Photo by B. A. Nilsson |
The painting from the LSU Museum, “Sugar Cane Harvest, 1937,” is by Swedish-born artist Knute Heldner (1877-1952), created seventy years ago under the aegis of the Works Progress Administration. It’s an attractive piece, or so it seems at first: A wide, impressionist view of a plantation field includes a distant sugar factory, and, like an altarpiece, the view is flanked by a closer view of nameless African-American harvesters toiling in the field. Its seeming innocence teems with irony from a contemporary standpoint, but I suspect the more enlightened of its original viewers could see that as well.
Artifacts adjoin the paintings, showing us the elegance of 19th-century service in the form of spoon, tongs, caster (for granulated sugar service), and even a 20th-century cube server. Alongside is a rugged wooden box and cutting knife for dealing with the stuff in its rawer form. A 19th-century kettle reminds us of the intricate processing required before evaporative technology arrived, and Jessica Halonen’s “Confectionary Units” abstracts the issue into 69 two-pound cubes, constructed of sugar, adding up to what’s recommended as her ideal weight.
There’s a small bookshelf in an alcove sporting a number of sugar-related titles, from the scholarly to the incendiary (and sometimes simultaneously both). Among them is the book that first opened my eyes to the dangers of refined sugar: William Dufty’s Sugar Blues.

#### ROWS:
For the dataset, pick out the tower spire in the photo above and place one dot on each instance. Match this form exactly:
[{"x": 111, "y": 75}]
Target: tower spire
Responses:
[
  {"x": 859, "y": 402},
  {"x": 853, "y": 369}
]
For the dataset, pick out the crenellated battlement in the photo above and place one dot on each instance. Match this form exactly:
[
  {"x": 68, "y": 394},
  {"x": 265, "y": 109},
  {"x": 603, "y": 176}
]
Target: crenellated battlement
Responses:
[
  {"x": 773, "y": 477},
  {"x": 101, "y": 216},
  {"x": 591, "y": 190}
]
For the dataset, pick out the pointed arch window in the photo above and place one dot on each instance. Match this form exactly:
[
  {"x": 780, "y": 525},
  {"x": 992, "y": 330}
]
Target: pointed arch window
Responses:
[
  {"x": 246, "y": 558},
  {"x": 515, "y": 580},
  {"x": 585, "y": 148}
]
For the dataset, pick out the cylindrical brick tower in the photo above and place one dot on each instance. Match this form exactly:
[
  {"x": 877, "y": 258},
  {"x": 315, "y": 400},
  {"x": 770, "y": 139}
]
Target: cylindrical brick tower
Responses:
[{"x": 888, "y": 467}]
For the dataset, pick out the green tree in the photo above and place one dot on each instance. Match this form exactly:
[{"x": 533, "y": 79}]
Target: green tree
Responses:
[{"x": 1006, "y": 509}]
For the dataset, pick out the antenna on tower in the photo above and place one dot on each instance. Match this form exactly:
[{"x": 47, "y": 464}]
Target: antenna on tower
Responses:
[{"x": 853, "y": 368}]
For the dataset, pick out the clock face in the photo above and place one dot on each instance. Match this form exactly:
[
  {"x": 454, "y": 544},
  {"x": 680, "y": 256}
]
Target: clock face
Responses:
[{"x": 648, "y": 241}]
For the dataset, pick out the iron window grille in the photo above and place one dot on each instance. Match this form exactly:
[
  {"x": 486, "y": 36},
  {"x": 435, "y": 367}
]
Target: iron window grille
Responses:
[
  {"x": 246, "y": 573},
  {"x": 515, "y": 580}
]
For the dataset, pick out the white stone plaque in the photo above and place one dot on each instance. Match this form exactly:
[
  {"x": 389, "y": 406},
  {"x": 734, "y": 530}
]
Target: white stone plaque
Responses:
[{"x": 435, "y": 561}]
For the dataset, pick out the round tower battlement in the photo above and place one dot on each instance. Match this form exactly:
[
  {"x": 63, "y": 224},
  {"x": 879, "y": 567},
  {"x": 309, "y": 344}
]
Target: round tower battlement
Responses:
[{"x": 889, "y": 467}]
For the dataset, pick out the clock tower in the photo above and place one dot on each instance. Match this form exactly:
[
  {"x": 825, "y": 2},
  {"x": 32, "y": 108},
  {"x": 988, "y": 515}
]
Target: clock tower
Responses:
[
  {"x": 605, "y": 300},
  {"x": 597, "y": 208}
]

#### REQUIREMENT:
Please carry the review of the museum's sugar exhibit forward from its final sentence.

#### FINAL RESULT:
Goodwin also has a history with that book. “I picked it up about ten years ago and it fascinated me – it’s such muckraking prose. He knew that he was on to something, and he was on to something, and then the book did a kind of deep dive into oblivion. But now, especially with the type-2 diabetes epidemic, people are sitting up and saying, ‘Whoa. We have a massive problem here.’ I’ve been astonished to learn, since we’ve done this show, how many people in my circle have type-2 diabetes. One of the gallery monitors has it, and she has to stand there and smell that sugar all day long. It’s real.”
Photo by B. A. Nilsson |
Jaquette’s painting, from 1997, is titled “Two Tiered Cookie Platter,” and presents a compellingly realistic view of a dessert presentation – but a carefully lettered caption below the platter reads, “To Inhale the Scent of Your Skin as I Kiss the Nape of Your Neck.”
“The other artist I wanted,” Goodwin continues, “was Kara Walker. She’s the point person for the way that the sugar industry is connected with slavery. Walker created a display at the former Domino Sugar factory in Brooklyn, in which she constructed a massive Sugar Sphinx. In our exhibition there’s this five-foot-tall brown-sugar-and-molasses child, which is one of the many tiny figures that surrounded her eighty-ton sphinx. People said it was awe-inspiring – and chilling, because of all the racist stereotypes it portrays. She dedicates it to sugar laborers. There’s an interesting texturing of the historic past of slavery with the recent past of the sugar factory, because there was a protracted strike at the Domino factory that ended in 1997, and they decided to close the factory. She put the exhibition up in 2014 after working on it for about five years and Domino provided all the sugar for it!”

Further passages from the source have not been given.